__WHAT YOU SHOULD DO__.
Quote every line of the data below as it stands, omitting pictures.

__WORKING DATA__.
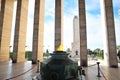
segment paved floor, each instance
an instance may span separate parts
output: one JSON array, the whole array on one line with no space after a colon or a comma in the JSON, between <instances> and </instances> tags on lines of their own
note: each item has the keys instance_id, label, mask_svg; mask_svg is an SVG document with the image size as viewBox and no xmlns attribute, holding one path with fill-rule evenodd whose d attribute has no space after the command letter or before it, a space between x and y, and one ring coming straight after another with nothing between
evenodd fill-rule
<instances>
[{"instance_id":1,"label":"paved floor","mask_svg":"<svg viewBox=\"0 0 120 80\"><path fill-rule=\"evenodd\" d=\"M95 60L89 61L89 66L83 68L86 76L82 76L82 80L120 80L120 64L119 68L109 68L100 64L100 75L97 77L98 69ZM0 63L0 80L32 80L37 71L37 65L32 65L30 61L12 64L11 61ZM85 78L85 79L84 79Z\"/></svg>"},{"instance_id":2,"label":"paved floor","mask_svg":"<svg viewBox=\"0 0 120 80\"><path fill-rule=\"evenodd\" d=\"M32 80L37 73L37 65L31 61L14 63L12 61L0 63L0 80Z\"/></svg>"}]
</instances>

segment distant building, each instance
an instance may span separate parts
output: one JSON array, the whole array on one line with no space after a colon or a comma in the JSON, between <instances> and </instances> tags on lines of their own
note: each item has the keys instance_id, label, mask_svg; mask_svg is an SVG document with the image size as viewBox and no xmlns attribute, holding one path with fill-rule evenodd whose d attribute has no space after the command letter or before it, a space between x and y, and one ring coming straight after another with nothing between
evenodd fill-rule
<instances>
[{"instance_id":1,"label":"distant building","mask_svg":"<svg viewBox=\"0 0 120 80\"><path fill-rule=\"evenodd\" d=\"M73 43L71 57L79 57L80 55L80 37L78 17L73 18Z\"/></svg>"}]
</instances>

__SOLUTION FOR THIS TASK__.
segment paved floor, each instance
an instance may span separate parts
output: one JSON array, the whole array on one line with no space after a colon or a comma in the JSON, between <instances> and </instances> tags on lines of their own
note: each item has the keys instance_id, label, mask_svg; mask_svg is an SVG document with the image size as viewBox and no xmlns attribute, holding one path with fill-rule evenodd whose d attribute has no space after the command letter or before it, a space between x and y, and one ring coming straight after another with nothing between
evenodd fill-rule
<instances>
[{"instance_id":1,"label":"paved floor","mask_svg":"<svg viewBox=\"0 0 120 80\"><path fill-rule=\"evenodd\" d=\"M95 60L89 61L89 66L83 68L86 76L82 76L82 80L120 80L120 64L119 68L109 68L100 64L100 75L97 77L98 69ZM0 63L0 80L32 80L37 71L37 65L32 65L30 61L12 64L11 61ZM85 78L85 79L84 79Z\"/></svg>"},{"instance_id":2,"label":"paved floor","mask_svg":"<svg viewBox=\"0 0 120 80\"><path fill-rule=\"evenodd\" d=\"M32 80L37 73L37 65L31 61L14 63L12 61L0 63L0 80Z\"/></svg>"}]
</instances>

segment distant building, each instance
an instance may span separate parts
output: one JSON array, the whole array on one line with no space after a colon or a comma in the JSON, between <instances> and </instances> tags on lines of their own
note: each item has the keys instance_id, label, mask_svg; mask_svg is an SVG document with the image size as viewBox and no xmlns attribute, holding one path with fill-rule evenodd whose d attribute has no space after the command letter or before it, a space between x and y, and one ring coming straight after another with nothing between
evenodd fill-rule
<instances>
[{"instance_id":1,"label":"distant building","mask_svg":"<svg viewBox=\"0 0 120 80\"><path fill-rule=\"evenodd\" d=\"M73 43L71 57L79 57L80 55L80 37L78 17L73 18Z\"/></svg>"}]
</instances>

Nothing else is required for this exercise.